§ **List of tasks**:
- A) In the OpenShift out-of-resource handling issue thread, at what percent memory utilization does the operator want pods evicted?
- B) Carry the OpenShift out-of-resource handling issue thread forward past its last message.

§ **Text excerpt**:
== == ==

Document URL: https://docs.openshift.com/container-platform/3.3/admin_guide/out_of_resource_handling.html#out-of-resource-schedulable-resources-and-eviction-policies Section Number and Name: Describe the issue: Documentation says: kubeletArguments: eviction-hard: - "memory.available<500Mi" system-reserved: - "1.5Gi" - Node memory capacity of 10Gi. - Operator wants to reserve 10 percent of memory capacity for system daemons (kernel, node, etc.). - Operator wants to evict pods at 95 percent memory utilization to reduce thrashing and incidence of system OOM. Issue: Somehow, the 1.5Gi is calculated out of 1Gi (10% of 10Gi) + 0.5 Gi (5% of 5Gi). Need to have more clarifications on the math behind this. Suggestions for improvement: Additional information:
@Derek, looks like this bit of content was sourced from you. Can you please help us clarify the math here?

== == ==

§ **Data entries**:
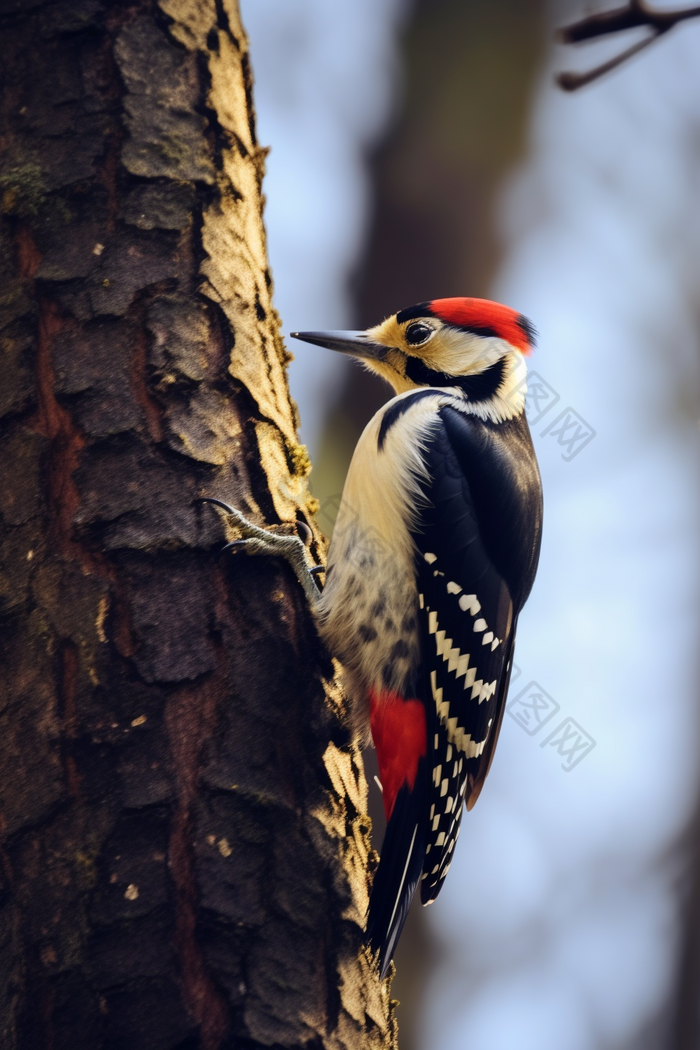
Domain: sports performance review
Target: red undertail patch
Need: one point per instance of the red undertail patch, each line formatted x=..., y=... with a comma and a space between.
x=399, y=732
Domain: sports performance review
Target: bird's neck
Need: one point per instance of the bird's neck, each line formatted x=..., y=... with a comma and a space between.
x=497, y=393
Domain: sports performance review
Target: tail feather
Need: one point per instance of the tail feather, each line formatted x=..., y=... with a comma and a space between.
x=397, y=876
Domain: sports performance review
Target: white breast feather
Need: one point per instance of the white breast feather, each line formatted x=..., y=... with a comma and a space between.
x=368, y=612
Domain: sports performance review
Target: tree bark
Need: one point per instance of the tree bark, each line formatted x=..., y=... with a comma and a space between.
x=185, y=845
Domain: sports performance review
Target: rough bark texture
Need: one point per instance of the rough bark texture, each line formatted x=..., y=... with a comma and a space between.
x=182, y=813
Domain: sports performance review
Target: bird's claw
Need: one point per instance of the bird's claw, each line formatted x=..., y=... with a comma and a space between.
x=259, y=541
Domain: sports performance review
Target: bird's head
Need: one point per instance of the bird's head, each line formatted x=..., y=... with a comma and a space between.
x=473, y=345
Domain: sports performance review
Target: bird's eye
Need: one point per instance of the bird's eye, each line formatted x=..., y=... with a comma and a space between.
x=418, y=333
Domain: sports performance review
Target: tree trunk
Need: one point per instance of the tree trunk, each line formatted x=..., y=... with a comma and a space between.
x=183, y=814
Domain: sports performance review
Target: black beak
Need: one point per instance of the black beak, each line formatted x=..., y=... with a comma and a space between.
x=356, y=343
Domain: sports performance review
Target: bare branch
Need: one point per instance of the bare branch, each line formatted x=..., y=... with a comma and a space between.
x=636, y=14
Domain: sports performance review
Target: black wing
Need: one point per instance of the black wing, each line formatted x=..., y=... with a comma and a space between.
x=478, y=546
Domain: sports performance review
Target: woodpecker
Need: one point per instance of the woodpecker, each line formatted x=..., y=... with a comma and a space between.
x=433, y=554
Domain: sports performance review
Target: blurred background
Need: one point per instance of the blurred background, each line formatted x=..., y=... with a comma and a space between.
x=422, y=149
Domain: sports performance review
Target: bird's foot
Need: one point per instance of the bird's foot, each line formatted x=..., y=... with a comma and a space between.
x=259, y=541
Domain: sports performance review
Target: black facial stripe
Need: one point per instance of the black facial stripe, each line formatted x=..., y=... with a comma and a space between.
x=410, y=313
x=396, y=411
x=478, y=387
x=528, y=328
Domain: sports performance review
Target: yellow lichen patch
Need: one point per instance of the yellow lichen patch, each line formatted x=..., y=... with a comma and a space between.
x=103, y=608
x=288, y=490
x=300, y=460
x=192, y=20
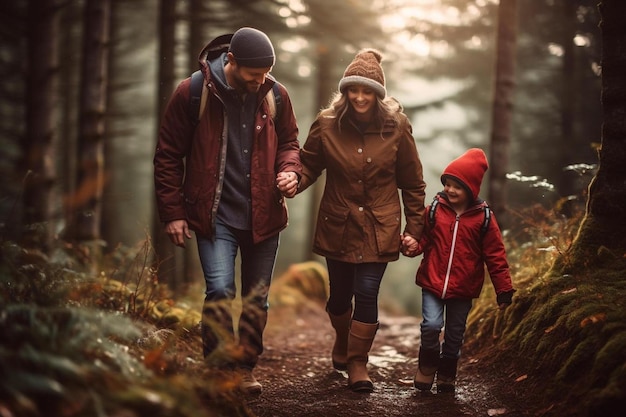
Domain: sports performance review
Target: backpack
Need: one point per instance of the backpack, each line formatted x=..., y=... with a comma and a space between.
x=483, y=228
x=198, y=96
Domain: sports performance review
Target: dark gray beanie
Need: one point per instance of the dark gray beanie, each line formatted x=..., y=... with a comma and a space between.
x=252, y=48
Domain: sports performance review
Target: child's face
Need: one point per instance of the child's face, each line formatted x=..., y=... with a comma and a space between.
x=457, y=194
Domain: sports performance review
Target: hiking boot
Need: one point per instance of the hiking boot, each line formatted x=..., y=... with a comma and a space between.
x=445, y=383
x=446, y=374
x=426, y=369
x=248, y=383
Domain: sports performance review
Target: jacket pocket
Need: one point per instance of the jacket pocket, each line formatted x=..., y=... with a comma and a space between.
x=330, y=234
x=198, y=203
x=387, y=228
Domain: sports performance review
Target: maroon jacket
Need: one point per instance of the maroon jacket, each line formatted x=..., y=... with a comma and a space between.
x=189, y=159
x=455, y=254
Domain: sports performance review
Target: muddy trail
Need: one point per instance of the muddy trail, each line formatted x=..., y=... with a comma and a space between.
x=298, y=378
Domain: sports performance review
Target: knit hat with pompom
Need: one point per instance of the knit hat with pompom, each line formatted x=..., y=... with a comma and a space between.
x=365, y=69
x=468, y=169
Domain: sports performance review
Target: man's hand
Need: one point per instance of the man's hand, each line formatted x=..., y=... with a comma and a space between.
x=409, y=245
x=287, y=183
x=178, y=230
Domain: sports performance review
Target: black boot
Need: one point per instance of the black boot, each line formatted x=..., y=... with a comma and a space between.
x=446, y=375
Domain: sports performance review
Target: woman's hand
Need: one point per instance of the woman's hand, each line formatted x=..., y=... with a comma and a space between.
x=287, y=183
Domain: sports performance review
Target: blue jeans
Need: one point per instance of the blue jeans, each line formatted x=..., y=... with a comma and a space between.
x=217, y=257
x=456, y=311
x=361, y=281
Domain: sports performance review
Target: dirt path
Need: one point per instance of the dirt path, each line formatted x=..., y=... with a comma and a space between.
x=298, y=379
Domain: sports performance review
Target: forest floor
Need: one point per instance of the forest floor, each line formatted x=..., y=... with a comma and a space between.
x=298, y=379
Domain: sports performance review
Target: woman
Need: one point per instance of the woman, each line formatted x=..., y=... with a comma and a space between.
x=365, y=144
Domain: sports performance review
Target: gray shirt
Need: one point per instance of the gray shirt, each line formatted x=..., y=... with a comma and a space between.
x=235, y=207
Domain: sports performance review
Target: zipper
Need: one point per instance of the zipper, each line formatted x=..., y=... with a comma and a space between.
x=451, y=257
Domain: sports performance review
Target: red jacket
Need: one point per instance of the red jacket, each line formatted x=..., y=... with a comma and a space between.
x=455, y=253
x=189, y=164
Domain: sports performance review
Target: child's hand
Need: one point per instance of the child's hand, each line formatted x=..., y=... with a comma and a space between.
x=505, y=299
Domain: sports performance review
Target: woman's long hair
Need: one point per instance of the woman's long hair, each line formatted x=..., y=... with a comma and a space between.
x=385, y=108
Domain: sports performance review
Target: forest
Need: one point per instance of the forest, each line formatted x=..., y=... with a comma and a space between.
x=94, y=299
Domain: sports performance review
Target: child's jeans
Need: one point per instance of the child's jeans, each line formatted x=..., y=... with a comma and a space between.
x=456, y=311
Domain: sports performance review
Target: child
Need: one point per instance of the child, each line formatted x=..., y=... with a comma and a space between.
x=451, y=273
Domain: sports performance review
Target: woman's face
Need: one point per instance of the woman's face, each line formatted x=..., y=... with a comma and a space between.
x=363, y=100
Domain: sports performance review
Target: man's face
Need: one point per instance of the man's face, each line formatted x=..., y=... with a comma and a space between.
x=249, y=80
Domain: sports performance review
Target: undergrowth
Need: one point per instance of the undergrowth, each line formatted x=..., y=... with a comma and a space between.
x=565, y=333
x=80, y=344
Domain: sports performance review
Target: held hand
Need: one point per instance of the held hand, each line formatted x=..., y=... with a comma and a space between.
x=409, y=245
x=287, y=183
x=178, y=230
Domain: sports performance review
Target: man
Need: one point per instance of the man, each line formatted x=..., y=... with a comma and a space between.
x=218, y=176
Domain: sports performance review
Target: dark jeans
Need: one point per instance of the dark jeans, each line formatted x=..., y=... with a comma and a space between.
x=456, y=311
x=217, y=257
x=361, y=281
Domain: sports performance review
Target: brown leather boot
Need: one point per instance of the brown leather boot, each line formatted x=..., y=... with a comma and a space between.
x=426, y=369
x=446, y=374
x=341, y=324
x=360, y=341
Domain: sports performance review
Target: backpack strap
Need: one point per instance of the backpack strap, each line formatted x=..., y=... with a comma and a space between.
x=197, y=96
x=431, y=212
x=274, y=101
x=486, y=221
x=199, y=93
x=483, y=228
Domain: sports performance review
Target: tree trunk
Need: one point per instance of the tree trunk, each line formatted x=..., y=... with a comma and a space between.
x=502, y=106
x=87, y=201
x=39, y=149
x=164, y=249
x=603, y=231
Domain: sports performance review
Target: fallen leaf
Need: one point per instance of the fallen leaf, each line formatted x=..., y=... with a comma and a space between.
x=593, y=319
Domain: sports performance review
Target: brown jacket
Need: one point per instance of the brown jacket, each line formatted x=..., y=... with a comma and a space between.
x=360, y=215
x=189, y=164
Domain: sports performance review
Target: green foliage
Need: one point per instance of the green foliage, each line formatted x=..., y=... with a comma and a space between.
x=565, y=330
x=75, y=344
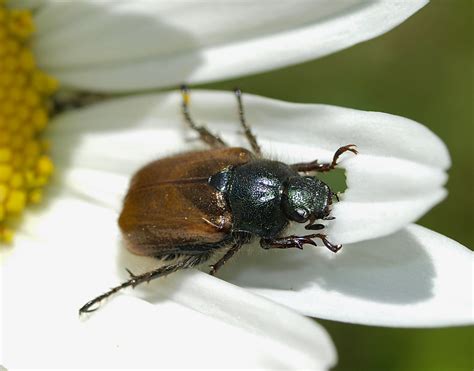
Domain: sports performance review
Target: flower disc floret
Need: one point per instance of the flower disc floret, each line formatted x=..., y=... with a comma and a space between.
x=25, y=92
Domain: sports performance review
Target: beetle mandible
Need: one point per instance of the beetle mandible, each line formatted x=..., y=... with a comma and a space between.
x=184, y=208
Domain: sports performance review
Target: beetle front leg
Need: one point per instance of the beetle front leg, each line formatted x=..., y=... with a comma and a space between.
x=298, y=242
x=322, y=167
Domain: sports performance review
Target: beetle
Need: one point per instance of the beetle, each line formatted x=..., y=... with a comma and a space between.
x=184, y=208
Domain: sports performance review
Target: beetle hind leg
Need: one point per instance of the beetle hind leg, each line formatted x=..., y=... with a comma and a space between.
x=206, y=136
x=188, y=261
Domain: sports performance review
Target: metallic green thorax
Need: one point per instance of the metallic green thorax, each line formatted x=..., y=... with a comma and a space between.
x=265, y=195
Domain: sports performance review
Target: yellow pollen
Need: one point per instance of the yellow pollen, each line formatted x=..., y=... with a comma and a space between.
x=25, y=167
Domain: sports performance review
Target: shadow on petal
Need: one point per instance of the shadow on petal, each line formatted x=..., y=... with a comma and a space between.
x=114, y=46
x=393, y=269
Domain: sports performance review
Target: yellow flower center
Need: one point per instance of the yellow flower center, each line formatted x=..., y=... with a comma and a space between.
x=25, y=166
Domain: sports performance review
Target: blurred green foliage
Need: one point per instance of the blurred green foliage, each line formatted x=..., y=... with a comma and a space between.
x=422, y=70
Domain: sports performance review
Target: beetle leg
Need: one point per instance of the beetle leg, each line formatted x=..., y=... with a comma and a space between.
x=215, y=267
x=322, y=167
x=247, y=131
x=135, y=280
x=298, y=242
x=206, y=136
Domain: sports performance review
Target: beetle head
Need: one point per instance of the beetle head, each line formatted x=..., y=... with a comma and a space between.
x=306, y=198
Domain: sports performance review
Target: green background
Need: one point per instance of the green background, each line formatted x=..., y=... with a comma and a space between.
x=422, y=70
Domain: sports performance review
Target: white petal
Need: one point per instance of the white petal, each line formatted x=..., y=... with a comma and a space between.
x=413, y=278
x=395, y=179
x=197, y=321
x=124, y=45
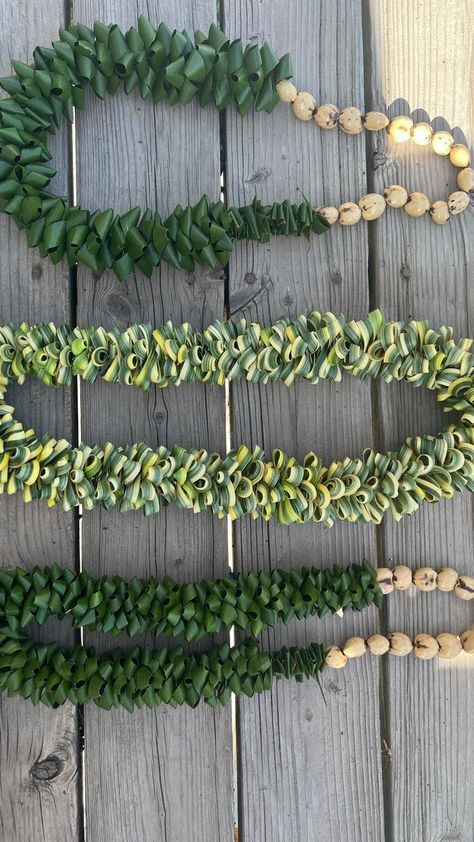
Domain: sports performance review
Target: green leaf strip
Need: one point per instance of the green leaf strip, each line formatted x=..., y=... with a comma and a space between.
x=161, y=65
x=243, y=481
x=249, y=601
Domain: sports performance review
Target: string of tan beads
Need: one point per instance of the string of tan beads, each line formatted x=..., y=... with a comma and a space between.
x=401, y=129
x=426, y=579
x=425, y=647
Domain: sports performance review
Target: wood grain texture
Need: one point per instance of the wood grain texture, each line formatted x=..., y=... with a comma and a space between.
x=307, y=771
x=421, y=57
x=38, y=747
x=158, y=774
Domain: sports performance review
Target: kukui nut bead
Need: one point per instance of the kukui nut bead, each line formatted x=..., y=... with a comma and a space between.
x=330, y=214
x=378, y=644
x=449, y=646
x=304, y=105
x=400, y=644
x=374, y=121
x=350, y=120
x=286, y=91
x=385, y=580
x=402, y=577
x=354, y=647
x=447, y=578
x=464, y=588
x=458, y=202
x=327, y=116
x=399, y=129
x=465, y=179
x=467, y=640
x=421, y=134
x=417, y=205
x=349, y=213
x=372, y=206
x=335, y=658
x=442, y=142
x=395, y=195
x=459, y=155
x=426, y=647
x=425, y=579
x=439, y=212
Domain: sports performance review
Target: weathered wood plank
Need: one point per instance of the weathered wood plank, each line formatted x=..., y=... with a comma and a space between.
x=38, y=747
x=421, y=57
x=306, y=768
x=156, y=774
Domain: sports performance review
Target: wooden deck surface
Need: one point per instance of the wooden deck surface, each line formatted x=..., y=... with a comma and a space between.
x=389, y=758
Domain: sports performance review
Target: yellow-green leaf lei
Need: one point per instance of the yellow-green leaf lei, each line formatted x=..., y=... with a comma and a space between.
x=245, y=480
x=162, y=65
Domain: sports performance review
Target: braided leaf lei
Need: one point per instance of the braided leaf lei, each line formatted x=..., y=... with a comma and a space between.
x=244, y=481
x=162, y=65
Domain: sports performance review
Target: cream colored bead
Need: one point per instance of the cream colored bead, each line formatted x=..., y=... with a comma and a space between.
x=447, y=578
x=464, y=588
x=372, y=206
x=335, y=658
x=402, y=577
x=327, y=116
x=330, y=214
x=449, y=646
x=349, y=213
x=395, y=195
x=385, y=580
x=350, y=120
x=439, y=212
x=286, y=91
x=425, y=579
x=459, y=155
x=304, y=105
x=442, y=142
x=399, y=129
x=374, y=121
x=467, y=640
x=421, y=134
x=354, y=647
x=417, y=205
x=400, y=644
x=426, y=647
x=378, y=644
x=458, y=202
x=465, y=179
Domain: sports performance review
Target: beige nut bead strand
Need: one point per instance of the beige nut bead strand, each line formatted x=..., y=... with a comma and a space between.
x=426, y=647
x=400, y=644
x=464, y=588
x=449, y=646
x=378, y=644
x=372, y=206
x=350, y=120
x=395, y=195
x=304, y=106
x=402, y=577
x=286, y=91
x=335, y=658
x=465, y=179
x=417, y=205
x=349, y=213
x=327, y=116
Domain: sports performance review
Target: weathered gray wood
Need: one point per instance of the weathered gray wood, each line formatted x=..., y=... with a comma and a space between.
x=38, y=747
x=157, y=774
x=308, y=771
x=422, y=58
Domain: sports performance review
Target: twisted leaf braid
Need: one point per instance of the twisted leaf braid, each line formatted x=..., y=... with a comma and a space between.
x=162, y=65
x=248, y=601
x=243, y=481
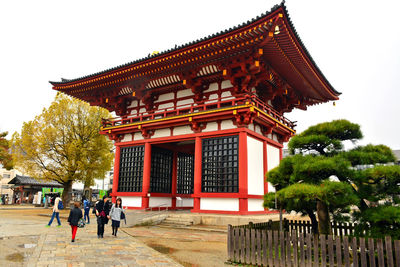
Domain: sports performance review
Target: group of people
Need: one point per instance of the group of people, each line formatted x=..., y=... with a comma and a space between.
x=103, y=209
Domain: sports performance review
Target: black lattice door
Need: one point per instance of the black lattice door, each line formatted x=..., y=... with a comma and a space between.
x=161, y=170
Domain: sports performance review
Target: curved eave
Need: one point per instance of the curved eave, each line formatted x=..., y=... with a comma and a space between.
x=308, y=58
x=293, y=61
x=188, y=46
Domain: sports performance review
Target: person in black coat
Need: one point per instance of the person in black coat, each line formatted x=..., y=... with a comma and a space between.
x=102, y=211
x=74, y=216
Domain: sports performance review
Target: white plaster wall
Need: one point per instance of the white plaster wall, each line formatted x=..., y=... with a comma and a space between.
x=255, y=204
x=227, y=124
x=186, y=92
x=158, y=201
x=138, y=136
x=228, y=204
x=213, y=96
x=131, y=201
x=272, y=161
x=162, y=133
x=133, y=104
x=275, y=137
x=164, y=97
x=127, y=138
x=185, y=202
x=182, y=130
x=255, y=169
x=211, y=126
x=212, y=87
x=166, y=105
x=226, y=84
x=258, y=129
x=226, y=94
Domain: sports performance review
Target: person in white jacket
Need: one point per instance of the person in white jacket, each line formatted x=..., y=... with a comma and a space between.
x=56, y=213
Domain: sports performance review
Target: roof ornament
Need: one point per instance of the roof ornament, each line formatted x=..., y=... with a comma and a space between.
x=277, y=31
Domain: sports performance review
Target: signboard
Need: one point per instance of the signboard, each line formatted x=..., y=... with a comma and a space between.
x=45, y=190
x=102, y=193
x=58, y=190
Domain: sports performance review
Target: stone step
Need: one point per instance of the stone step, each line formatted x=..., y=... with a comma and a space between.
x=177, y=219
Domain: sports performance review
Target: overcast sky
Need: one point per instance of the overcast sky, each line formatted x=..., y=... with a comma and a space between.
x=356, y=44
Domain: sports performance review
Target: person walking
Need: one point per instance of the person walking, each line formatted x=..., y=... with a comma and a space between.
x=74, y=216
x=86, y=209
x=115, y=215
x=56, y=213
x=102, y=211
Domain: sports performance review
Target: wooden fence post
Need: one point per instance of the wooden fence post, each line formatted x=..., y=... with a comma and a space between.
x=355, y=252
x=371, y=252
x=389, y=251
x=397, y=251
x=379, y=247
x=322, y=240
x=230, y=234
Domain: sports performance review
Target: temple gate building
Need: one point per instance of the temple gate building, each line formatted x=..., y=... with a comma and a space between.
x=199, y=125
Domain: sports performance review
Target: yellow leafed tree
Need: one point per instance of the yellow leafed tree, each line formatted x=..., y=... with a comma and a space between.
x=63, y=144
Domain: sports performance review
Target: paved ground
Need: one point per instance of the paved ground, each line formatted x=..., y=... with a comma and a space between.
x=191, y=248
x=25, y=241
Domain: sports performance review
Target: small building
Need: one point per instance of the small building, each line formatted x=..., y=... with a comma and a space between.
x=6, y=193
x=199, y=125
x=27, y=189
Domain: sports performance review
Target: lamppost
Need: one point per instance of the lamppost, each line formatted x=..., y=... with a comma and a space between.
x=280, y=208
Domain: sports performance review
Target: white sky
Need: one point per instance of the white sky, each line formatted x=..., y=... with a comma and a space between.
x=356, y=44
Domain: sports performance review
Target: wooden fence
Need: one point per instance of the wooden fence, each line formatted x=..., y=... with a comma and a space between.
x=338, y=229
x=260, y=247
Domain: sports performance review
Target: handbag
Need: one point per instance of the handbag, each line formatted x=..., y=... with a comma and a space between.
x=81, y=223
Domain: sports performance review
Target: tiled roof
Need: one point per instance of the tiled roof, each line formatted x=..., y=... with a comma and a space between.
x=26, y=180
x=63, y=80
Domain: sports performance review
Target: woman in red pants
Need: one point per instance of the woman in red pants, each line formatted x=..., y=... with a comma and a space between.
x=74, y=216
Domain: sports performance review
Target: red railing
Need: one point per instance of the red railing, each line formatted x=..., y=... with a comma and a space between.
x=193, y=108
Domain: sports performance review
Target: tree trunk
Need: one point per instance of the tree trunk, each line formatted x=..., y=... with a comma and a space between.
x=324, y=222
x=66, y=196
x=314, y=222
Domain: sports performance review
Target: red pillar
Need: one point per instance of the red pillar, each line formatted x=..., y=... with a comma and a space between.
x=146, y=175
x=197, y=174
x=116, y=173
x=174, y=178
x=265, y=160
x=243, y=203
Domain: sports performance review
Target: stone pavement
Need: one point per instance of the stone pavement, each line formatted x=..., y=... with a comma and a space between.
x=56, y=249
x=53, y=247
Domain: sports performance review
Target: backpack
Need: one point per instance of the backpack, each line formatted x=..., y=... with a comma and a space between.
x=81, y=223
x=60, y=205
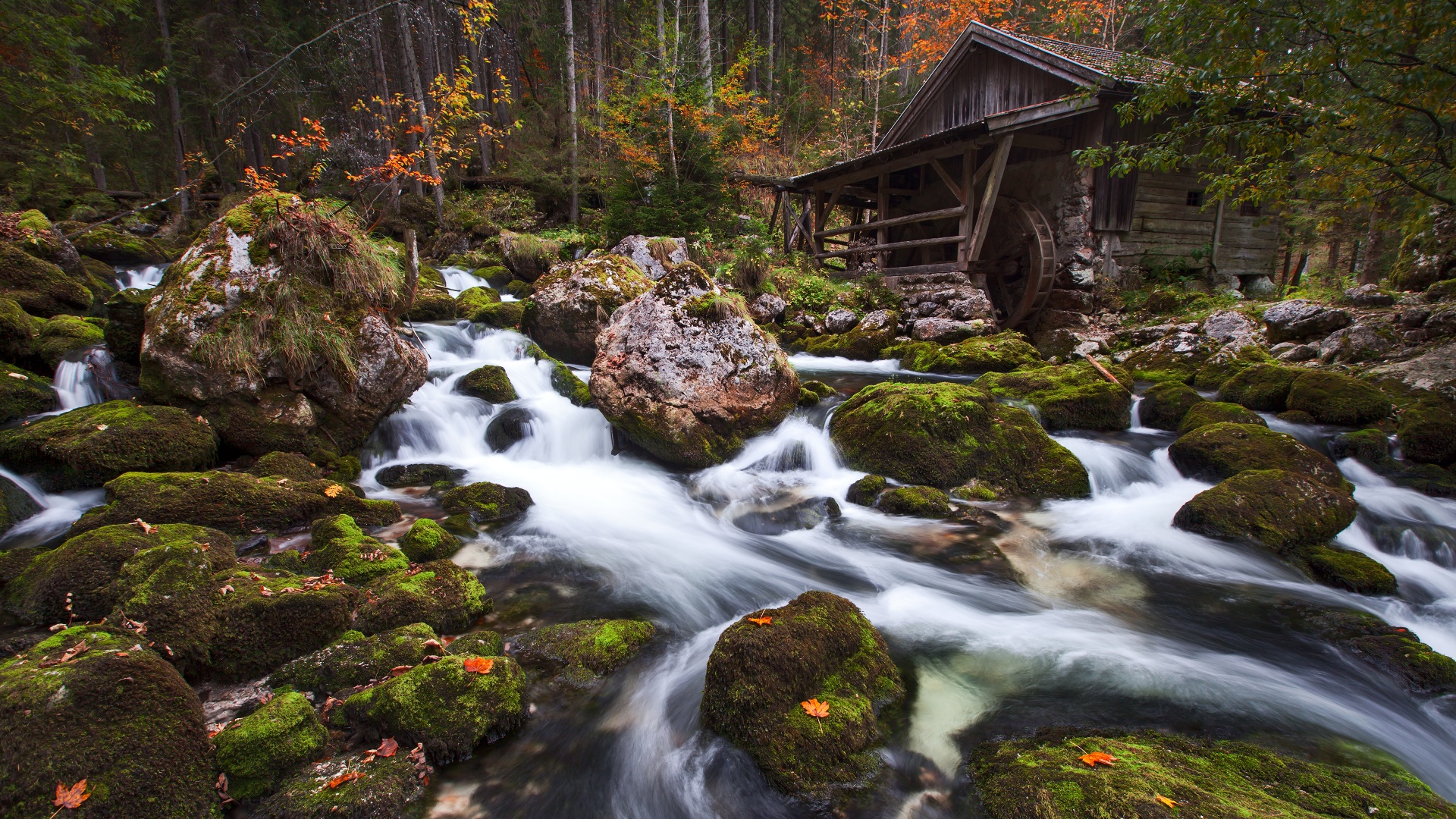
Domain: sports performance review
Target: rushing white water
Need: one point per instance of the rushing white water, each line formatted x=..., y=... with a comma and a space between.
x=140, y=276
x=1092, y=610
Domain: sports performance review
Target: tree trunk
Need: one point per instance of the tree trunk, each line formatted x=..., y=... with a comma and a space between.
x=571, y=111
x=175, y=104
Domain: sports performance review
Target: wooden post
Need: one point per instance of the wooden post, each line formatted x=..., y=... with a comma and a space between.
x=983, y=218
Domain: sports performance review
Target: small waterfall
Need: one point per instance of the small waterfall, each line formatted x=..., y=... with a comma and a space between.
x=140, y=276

== == ==

§ **Answers given**:
- A) 95 percent

- B)
I agree this is confusing, let me try to explain better. A node reports two values: 1. capacity is how much resource is on the machine 2. allocatable is how much resource is made available for scheduling. The goal is to allow the scheduler to fully allocate a node and to not have evictions occur. Evictions should only occur if pods use more than their requested amount of resource. If a node has 10Gi of capacity, and we want to reserve 10% of that capacity for the system daemons, we do the following: capacity = 10Gi system-reserved = 10Gi * .01 = 1Gi The node allocatable value in this setting becomes: allocatable = capacity - system-reserved = 9Gi This means by default, the scheduler will schedule pods that request 9Gi of memory to that node. If we want to turn on eviction so that eviction is triggered when available memory falls below 5% of capacity, we need the scheduler to see allocatable as 8.5Gi. To do this, the math becomes the following: capacity = 10Gi eviction-threshold = 10Gi * .05 = .5Gi system-reserved = (10Gi * .01) + eviction-threshold = 1.5Gi allocatable = capacity - system-reserved = 8.5Gi The key piece of information is you need to set system-reserved equal to the amount of resource you want to reserve for system-daemons + the amount of resource you want to reserve before triggering evictions.
Work in progress: https://github.com/openshift/openshift-docs/pull/3384
Hello Derek, Thank you. Your explanation is clear, but it does not involve all the variables. If we have only 'allocatable' and we want to trigger eviction when we ran out of it, then it is as you described - we have to reserve some memory for system services and we want some for a threshold. But we have separate options "eviction-hard:" and "eviction-soft:". How they are used? where they are in a scenario you described?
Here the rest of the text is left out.